● **SHORT EXERCISE A**
Repeat the passage of the comment thread on CO2 and warming that lies between "Alarmists like to" and "gravity doesn’t exist!", inclusive.

>> Start SELECTION

You can find it in Soden and Held 2000 http://www.clidyn.ethz.ch/ese101/Papers/held00a.pdf See the discussion just above figure 1 on p446-447.
You can also find it in the Sagan paper I linked above. And I explained it previously on Judith Curry’s site – see http://judithcurry.com/2010/12/02/best-of-the-greenhouse/ and scroll down to ‘radiative-convective perspective’. I know Leonard has engaged in extensive discussions about it over at ScienceOfDoom – I’m sure he can point you to some of them.

richard
April 12, 2014 8:09 am

Nullius in Verba
Alarmism has worked in one way, the 30 year endless repetition that co2 causes warming.
This has to be countered again and again until the knuckles bleed, the following- below, but in some way that is easy to digest for the average person- me! so easy that newspapers can print it, in some visual form, there are some papers that would use it.
http://acmg.seas.harvard.edu/p
In order to maintain a constant terrestrial blackbody emission integrated over all wavelengths, it would be necessary to increase the emission flux in other regions of the spectrum and thus warm the Earth. Contrast this situation to a greenhouse gas absorbing solely at 15 mm, in the CO2 absorption band ( Figure 7-8 ). At that wavelength the atmospheric column is already opaque ( Figure 7-13 ), and injecting an additional atmospheric absorber has NO significant greenhouse effect.

Nullius in Verba
April 12, 2014 8:59 am

“Alarmism has worked in one way, the 30 year endless repetition that co2 causes warming.”
Alarmism works by setting up a decoy position for you to waste your time attacking. The question is not, and never has been, whether CO2 causes warming. It has always been whether it causes enough warming to be a problem.
Alarmists like to pretend that once you accept the basic physics of the GHE, that all the disaster predictions follow as an inevitable consequence. It would be like people predicting a catastrophic asteroid impact follows from the law of gravity – there are rocks in the sky, they’re heavy, they fall down. You can’t win that argument by trying to claim that gravity doesn’t exist!
Don’t fall into the trap of assuming that just because they say that “CO2 causes warming therefore we must panic”, that this is so. Yes, CO2 causes warming. No, we don’t need to panic. If you waste your time in a fruitless attempt to prove CO2 doesn’t cause warming, and burn your own credibility in the process, they’ll be able to get away with the other, flawed part of their argument scot free.

DirkH
April 12, 2014 9:16 am

MikeB says:
April 12, 2014 at 7:55 am
“Having said that I think that the level of scientific debate on this site has improved recently. We still get the same stupid people making the same stupid comments of course but there seem to be more commentators who actually know something. Still in a minority, but growing.”
MikeB and Phil.; it looks like you are right and I was wrong. BUT now I have a question. It’s a serious one. Really.

>> End SELECTION
>> Start INFORMATION GIVEN

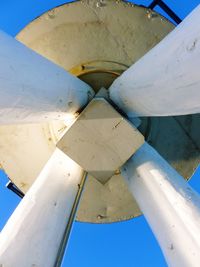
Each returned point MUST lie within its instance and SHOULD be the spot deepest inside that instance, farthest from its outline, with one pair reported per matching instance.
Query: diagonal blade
(166, 81)
(33, 89)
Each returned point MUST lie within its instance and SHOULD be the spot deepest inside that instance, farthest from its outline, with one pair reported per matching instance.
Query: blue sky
(124, 244)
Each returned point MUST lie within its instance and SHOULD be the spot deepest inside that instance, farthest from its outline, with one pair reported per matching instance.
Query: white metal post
(33, 89)
(166, 80)
(170, 205)
(40, 225)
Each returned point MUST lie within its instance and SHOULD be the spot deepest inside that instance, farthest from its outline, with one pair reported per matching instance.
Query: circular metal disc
(73, 35)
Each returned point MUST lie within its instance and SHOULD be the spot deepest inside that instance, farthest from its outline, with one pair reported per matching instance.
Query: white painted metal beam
(170, 205)
(33, 89)
(40, 225)
(166, 80)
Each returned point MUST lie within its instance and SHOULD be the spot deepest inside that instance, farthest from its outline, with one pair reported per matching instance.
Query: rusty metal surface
(80, 33)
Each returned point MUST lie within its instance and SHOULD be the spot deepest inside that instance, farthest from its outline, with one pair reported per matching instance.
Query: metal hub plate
(72, 35)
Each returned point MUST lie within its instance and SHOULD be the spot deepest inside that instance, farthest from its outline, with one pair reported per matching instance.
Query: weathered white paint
(33, 89)
(101, 140)
(166, 80)
(34, 233)
(170, 205)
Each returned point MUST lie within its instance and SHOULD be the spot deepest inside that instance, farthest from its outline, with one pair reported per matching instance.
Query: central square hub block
(101, 140)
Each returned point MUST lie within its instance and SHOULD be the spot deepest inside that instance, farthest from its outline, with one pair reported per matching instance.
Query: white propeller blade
(33, 236)
(33, 89)
(170, 205)
(166, 81)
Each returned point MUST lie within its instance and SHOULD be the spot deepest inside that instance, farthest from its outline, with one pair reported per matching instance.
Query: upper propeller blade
(166, 81)
(33, 89)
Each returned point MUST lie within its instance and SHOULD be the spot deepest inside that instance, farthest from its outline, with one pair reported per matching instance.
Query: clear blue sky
(124, 244)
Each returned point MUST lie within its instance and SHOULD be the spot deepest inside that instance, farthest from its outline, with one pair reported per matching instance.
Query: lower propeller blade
(33, 89)
(37, 231)
(166, 81)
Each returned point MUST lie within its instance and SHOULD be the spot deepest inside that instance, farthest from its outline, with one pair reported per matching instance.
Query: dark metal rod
(14, 189)
(165, 8)
(169, 11)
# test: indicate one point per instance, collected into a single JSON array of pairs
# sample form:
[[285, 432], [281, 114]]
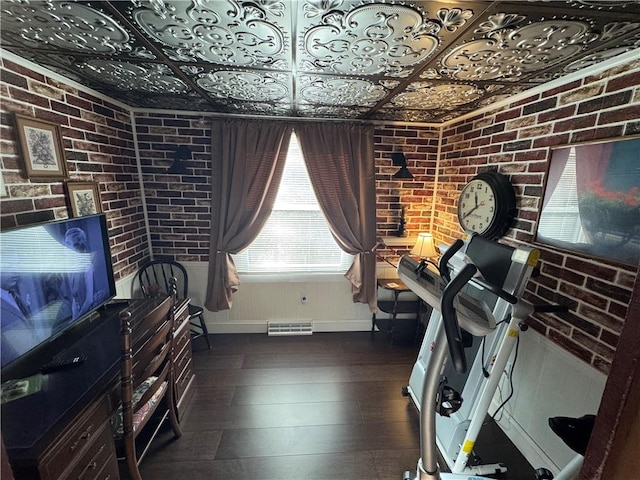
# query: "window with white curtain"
[[296, 236], [561, 219]]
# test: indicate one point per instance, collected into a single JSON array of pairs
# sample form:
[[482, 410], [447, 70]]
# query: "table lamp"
[[424, 249]]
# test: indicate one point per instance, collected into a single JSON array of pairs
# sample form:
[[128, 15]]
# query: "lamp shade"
[[424, 247]]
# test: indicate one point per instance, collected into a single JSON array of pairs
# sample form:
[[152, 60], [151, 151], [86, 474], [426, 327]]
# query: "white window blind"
[[561, 219], [296, 237]]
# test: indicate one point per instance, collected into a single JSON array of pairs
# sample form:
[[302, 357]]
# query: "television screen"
[[53, 275]]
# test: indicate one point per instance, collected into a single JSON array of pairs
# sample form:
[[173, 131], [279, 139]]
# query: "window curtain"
[[340, 162], [248, 160]]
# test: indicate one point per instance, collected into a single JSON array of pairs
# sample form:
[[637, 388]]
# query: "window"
[[296, 237], [561, 218]]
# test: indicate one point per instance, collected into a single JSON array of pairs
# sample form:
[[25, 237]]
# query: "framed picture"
[[41, 147], [84, 198], [591, 202]]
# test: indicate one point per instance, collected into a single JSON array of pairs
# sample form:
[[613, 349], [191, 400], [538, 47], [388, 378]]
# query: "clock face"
[[487, 205], [476, 207]]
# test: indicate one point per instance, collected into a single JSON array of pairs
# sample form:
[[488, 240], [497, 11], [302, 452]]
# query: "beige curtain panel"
[[340, 161], [248, 160]]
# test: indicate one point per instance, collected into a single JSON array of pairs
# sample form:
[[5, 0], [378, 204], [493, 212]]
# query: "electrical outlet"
[[507, 368]]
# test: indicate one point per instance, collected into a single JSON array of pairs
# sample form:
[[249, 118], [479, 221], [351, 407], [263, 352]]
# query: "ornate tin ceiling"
[[414, 61]]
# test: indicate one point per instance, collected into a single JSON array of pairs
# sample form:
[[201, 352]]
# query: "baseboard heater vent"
[[290, 328]]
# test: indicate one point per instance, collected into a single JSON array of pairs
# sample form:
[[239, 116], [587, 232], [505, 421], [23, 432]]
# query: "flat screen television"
[[54, 276]]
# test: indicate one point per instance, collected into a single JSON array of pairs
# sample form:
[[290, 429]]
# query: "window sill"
[[287, 277]]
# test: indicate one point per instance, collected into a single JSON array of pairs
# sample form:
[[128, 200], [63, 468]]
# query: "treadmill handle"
[[450, 319], [444, 260]]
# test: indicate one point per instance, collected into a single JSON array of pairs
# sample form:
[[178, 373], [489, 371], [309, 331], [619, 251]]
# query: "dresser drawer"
[[76, 441], [96, 458], [183, 379], [109, 471], [182, 339]]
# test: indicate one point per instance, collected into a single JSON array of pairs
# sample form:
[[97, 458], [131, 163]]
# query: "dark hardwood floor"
[[326, 406]]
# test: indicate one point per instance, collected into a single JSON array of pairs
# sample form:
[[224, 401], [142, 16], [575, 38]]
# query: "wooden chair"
[[146, 383], [154, 278]]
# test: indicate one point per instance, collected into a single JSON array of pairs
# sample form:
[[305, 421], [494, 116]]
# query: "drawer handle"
[[83, 437], [93, 463]]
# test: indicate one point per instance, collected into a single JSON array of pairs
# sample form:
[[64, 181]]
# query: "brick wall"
[[98, 144], [515, 139], [179, 206]]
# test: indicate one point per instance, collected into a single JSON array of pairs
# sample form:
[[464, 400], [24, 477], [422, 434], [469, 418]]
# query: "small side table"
[[395, 306]]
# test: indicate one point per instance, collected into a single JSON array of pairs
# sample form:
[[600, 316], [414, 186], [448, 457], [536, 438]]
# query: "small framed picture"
[[84, 198], [41, 147]]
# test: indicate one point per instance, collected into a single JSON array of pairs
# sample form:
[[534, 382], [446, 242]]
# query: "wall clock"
[[487, 205]]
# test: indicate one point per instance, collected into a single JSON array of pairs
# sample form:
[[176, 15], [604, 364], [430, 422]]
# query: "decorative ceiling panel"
[[413, 61]]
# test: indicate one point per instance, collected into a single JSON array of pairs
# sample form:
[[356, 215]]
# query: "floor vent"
[[290, 328]]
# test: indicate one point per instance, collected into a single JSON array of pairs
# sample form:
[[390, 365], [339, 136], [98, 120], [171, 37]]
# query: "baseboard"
[[522, 441], [347, 325]]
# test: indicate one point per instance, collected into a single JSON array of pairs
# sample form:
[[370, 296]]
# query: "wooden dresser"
[[64, 431]]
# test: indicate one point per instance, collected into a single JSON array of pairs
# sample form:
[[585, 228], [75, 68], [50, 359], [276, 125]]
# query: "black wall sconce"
[[182, 153], [399, 160]]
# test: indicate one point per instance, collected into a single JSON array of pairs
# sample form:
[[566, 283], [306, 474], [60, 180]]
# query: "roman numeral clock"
[[487, 205]]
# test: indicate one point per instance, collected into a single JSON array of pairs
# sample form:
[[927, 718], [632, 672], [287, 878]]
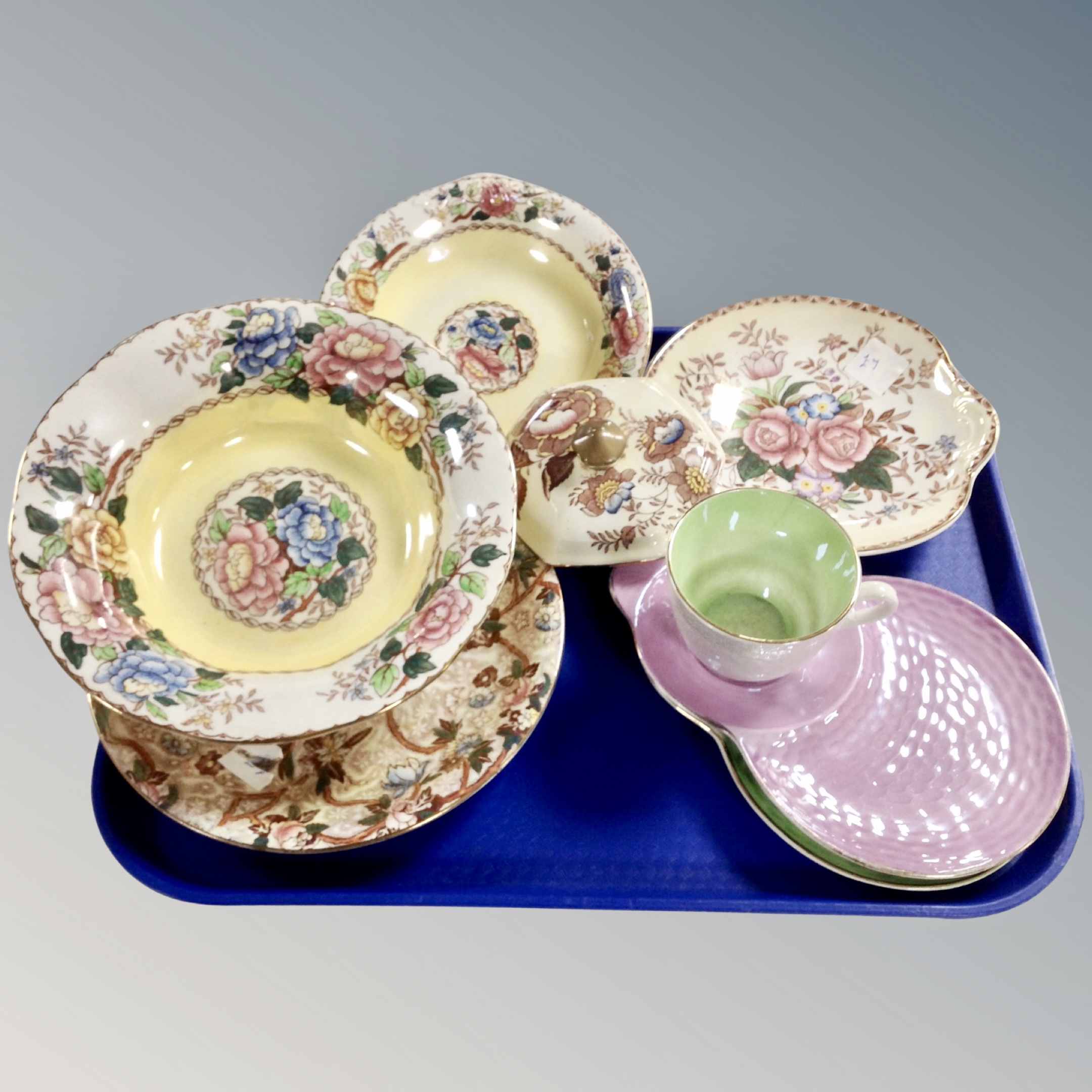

>> End INFORMATION GIVEN

● **SHORT EXERCISE B**
Show every line of the records that contains the string "clock", matching case.

● **TASK ANSWER A**
Alarmists like to pretend that once you accept the basic physics of the GHE, that all the disaster predictions follow as an inevitable consequence. It would be like people predicting a catastrophic asteroid impact follows from the law of gravity – there are rocks in the sky, they’re heavy, they fall down. You can’t win that argument by trying to claim that gravity doesn’t exist!

● **TASK ANSWER B**
# query: "clock face"
# query: "wall clock"
# query: "roman numeral clock"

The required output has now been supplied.